Referring expression pointing data
++++++++++
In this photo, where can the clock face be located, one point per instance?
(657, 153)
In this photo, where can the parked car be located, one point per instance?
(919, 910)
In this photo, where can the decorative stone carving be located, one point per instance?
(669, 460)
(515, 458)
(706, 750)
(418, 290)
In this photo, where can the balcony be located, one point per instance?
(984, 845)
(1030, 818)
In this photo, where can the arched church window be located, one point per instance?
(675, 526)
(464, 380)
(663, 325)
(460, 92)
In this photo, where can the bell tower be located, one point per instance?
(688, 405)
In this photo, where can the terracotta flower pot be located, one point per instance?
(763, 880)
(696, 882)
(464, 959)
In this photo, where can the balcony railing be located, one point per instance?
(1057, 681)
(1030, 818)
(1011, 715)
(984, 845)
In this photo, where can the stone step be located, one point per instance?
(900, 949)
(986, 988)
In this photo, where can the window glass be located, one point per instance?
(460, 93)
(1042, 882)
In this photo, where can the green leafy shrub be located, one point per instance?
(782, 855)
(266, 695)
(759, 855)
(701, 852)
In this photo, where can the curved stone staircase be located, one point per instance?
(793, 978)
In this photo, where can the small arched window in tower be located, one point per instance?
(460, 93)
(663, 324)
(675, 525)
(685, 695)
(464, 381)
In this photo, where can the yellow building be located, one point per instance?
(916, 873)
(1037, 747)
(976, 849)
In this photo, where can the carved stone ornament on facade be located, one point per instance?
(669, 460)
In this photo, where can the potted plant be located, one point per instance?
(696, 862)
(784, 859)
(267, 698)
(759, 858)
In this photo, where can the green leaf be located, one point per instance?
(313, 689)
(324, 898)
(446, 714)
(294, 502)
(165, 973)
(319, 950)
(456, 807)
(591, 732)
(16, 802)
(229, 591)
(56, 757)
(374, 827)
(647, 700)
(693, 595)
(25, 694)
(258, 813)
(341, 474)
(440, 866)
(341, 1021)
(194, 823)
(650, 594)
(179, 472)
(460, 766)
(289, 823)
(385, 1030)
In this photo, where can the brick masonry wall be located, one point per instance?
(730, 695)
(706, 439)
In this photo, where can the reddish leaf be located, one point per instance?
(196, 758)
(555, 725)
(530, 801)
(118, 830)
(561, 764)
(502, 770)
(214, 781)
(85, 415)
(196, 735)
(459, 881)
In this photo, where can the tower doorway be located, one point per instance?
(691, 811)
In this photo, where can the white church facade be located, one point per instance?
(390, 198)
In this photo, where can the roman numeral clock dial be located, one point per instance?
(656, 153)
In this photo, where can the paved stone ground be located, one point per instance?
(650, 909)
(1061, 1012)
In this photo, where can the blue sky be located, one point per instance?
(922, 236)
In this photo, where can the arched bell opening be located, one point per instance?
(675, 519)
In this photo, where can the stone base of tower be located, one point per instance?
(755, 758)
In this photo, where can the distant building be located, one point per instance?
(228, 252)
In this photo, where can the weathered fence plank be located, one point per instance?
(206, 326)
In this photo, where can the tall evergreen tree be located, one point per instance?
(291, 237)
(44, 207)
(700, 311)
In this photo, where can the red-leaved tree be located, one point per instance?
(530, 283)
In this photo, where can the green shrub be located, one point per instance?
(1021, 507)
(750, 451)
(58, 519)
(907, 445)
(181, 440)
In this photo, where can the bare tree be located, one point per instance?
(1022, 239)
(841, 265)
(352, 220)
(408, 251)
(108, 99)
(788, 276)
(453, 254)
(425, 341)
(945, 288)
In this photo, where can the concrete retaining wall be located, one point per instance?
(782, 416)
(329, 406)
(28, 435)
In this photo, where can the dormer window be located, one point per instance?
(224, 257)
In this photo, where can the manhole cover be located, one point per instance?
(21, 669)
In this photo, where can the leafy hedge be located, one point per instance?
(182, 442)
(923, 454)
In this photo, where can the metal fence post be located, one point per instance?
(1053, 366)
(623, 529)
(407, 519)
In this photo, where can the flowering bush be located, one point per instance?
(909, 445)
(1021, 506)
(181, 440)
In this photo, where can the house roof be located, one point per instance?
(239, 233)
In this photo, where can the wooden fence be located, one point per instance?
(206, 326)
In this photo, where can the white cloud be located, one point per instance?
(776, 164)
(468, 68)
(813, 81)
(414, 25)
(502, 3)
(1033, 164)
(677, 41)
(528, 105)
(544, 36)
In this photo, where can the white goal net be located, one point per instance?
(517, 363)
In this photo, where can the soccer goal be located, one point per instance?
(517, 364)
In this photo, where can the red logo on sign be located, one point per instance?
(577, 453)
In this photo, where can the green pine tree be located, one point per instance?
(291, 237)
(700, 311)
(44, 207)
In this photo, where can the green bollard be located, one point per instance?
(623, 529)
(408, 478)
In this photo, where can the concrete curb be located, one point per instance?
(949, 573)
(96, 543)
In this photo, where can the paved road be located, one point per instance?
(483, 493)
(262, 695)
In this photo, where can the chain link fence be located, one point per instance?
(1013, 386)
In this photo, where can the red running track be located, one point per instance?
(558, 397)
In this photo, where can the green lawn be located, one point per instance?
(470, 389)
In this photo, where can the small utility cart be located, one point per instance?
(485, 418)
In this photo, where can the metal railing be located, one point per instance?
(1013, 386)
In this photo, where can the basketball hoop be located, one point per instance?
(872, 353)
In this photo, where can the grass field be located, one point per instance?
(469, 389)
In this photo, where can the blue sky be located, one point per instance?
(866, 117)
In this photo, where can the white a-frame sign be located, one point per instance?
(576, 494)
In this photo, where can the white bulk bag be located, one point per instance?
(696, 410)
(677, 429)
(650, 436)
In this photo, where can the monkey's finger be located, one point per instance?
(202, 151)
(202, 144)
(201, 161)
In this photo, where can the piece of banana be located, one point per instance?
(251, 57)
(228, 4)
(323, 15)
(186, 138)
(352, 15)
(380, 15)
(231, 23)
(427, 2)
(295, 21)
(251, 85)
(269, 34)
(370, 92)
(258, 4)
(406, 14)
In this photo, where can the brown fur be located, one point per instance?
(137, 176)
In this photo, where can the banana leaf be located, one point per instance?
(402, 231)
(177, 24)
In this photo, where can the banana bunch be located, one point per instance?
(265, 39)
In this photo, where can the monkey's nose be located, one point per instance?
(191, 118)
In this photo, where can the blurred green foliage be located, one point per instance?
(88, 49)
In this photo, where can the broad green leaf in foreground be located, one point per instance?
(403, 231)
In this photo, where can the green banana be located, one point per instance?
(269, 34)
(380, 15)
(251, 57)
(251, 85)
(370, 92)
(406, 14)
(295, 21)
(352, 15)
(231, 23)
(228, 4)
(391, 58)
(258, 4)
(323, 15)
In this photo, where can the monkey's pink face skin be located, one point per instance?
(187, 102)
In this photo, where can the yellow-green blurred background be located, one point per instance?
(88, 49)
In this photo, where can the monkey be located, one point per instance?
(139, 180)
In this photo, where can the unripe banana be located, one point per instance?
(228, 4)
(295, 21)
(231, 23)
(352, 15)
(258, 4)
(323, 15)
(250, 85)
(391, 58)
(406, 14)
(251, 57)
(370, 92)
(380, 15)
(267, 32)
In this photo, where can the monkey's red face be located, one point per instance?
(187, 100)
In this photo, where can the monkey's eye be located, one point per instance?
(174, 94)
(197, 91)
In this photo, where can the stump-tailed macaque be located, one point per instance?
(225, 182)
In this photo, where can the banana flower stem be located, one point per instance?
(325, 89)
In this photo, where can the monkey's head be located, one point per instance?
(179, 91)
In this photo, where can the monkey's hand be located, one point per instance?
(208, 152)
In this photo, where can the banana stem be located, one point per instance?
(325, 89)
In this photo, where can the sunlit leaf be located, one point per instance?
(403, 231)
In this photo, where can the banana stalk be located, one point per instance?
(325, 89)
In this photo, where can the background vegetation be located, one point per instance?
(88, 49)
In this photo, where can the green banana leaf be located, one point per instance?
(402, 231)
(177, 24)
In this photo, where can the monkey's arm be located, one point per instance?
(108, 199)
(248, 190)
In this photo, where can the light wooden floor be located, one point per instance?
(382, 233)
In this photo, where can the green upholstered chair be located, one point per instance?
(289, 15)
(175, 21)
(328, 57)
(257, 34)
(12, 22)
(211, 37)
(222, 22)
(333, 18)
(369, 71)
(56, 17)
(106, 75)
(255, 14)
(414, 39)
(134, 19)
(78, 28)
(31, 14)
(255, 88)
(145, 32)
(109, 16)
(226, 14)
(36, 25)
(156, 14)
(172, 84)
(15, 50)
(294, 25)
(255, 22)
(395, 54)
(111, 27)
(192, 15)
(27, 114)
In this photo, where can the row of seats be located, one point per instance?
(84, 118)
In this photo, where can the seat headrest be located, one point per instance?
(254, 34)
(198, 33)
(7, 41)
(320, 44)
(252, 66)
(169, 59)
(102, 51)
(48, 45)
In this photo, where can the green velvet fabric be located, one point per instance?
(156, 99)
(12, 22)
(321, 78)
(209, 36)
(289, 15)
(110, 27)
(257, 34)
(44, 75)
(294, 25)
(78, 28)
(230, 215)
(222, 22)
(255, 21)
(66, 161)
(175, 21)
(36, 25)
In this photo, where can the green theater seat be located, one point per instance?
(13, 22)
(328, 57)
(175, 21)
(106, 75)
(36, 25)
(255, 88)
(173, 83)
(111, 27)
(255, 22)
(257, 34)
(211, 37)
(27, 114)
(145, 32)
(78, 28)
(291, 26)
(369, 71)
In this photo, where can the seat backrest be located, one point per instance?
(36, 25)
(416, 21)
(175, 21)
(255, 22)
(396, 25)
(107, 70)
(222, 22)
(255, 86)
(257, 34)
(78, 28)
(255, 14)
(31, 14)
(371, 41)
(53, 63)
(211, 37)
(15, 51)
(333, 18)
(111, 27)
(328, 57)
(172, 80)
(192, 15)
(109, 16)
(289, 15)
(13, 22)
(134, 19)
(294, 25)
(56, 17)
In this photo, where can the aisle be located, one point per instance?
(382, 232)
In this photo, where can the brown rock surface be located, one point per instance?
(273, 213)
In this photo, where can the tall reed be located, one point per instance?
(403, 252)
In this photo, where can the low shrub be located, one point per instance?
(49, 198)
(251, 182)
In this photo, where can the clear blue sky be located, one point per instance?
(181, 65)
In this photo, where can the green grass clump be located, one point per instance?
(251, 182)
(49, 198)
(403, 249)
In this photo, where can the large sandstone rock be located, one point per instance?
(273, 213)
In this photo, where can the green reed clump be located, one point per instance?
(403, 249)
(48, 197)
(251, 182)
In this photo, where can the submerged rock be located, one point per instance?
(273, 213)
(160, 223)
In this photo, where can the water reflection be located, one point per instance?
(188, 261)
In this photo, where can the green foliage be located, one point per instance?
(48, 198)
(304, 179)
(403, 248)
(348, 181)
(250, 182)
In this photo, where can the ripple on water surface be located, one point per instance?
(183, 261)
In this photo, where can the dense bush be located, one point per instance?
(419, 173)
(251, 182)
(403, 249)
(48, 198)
++++++++++
* WORK ORDER
Take the line holding "In this photo, where can the ripple" and the lines after it through the end of the entries. Retype them exactly and add nothing.

* SOLUTION BELOW
In this photo, where can the ripple on water surface be located, one point per instance?
(183, 261)
In this photo, where can the dense bush be located, one point per instance?
(419, 173)
(251, 182)
(403, 249)
(48, 198)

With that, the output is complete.